§ Records for processing:

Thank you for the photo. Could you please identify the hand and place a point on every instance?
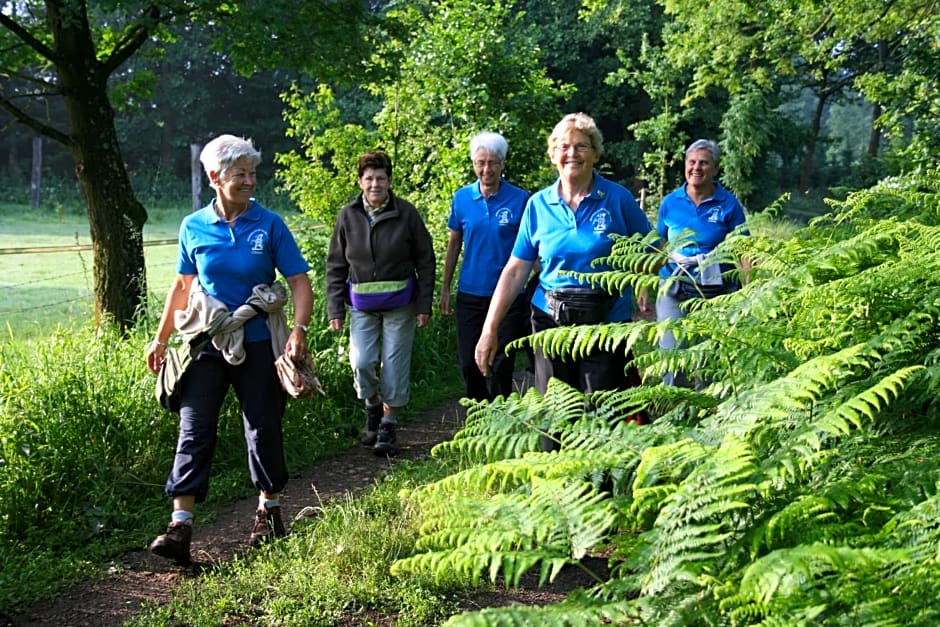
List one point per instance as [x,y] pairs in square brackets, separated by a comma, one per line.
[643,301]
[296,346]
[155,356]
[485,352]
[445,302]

---

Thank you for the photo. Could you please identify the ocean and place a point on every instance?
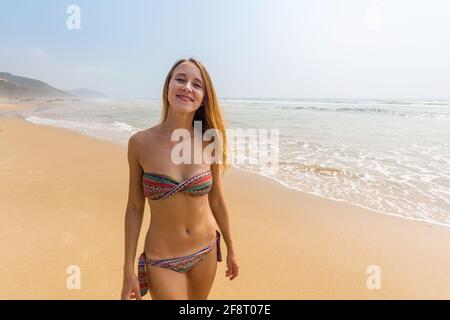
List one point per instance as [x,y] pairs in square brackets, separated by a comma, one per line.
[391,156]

§ Your goal: How many lines in the items above contain the word "identify"? Case matters; give only the number.

§ Written response: 2